• **TASK ITEM**:
Below are the entries; tally the lines holding the string "rocky" and give only that figure.

════════

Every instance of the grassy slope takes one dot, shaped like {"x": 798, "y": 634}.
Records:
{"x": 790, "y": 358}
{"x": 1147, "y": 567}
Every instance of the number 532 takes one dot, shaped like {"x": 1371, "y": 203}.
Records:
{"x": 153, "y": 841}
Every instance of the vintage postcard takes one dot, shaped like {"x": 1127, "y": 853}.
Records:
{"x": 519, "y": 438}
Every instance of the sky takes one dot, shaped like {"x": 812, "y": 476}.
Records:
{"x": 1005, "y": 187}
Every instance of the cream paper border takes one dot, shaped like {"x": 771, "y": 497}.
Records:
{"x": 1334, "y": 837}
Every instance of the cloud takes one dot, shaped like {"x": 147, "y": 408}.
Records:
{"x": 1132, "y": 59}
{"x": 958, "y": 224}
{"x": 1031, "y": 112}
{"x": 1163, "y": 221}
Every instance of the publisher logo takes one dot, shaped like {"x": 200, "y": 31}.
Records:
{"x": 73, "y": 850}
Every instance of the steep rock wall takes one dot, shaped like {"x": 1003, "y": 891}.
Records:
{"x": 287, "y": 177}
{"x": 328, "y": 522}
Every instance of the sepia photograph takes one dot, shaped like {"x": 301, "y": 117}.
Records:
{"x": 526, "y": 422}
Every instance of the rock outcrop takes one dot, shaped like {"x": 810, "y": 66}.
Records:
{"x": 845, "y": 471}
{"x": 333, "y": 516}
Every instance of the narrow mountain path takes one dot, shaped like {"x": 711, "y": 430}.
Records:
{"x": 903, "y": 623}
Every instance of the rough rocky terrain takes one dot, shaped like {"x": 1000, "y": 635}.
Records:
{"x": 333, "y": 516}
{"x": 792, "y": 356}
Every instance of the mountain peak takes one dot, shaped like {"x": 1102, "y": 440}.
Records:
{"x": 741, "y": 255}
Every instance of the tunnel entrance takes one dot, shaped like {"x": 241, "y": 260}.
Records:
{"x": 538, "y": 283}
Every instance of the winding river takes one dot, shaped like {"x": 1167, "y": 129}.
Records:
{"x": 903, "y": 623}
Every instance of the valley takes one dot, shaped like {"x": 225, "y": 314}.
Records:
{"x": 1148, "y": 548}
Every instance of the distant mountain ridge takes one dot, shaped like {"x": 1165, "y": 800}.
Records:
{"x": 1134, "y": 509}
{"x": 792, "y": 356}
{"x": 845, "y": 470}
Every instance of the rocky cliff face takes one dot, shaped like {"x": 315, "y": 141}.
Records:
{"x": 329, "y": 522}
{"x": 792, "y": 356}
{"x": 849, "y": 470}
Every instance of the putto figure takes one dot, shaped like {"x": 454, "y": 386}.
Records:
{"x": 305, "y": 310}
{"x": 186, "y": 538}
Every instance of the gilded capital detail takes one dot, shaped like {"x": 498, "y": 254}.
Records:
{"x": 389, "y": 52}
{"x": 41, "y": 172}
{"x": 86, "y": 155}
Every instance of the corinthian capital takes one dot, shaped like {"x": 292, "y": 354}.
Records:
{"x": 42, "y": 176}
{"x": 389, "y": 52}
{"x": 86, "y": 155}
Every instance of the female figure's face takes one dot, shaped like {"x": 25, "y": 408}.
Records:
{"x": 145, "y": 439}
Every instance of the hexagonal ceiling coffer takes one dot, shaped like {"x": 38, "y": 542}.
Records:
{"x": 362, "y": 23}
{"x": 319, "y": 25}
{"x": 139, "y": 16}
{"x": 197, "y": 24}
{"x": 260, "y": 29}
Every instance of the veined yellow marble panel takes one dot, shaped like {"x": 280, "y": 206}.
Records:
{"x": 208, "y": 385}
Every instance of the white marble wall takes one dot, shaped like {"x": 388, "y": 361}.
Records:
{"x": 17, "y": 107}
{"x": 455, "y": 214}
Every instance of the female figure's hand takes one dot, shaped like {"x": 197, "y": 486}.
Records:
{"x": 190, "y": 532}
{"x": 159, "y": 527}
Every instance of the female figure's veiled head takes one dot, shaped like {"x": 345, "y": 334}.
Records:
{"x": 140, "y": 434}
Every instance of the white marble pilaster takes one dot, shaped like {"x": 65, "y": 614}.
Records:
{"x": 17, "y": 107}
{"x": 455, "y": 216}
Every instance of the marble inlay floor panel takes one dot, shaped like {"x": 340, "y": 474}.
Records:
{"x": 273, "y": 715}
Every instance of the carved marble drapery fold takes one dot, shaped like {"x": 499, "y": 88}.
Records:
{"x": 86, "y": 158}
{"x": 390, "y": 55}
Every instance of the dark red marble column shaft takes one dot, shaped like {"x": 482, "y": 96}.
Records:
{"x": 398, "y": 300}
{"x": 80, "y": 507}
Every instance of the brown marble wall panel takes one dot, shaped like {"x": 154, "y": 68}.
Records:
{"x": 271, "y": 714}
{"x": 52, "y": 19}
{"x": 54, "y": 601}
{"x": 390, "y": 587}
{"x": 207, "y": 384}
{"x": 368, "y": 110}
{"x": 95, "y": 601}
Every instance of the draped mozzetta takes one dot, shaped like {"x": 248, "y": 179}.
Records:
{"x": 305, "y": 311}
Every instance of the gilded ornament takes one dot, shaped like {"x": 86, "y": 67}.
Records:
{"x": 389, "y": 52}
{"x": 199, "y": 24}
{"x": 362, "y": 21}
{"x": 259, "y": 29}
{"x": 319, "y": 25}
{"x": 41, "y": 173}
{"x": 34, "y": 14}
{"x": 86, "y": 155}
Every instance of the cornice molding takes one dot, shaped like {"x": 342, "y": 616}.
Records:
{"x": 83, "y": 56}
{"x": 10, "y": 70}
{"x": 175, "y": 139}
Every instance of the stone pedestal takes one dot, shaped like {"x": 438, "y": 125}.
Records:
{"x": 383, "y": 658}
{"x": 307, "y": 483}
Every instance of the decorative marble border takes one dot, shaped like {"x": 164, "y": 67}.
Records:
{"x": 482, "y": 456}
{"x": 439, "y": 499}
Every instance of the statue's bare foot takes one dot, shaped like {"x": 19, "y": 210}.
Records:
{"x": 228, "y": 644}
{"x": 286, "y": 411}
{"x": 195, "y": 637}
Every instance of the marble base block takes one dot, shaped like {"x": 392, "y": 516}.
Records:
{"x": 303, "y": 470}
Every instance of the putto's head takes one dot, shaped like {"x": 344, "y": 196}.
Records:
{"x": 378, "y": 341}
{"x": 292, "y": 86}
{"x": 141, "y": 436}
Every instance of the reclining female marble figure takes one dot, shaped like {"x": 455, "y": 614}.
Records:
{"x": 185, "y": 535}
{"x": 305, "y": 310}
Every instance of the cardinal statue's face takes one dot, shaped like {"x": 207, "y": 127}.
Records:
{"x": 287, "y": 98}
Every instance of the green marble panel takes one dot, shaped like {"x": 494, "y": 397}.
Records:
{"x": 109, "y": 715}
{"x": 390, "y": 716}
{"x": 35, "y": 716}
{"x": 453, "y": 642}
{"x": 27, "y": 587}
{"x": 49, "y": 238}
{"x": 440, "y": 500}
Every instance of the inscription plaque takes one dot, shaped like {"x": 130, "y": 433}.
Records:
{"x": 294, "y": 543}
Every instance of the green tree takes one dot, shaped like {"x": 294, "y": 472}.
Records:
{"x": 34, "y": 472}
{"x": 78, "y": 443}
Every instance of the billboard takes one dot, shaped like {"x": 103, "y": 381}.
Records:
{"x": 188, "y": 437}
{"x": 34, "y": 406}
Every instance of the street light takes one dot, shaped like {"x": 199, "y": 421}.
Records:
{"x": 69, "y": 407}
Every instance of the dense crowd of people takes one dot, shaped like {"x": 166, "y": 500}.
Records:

════════

• **YOUR RESPONSE**:
2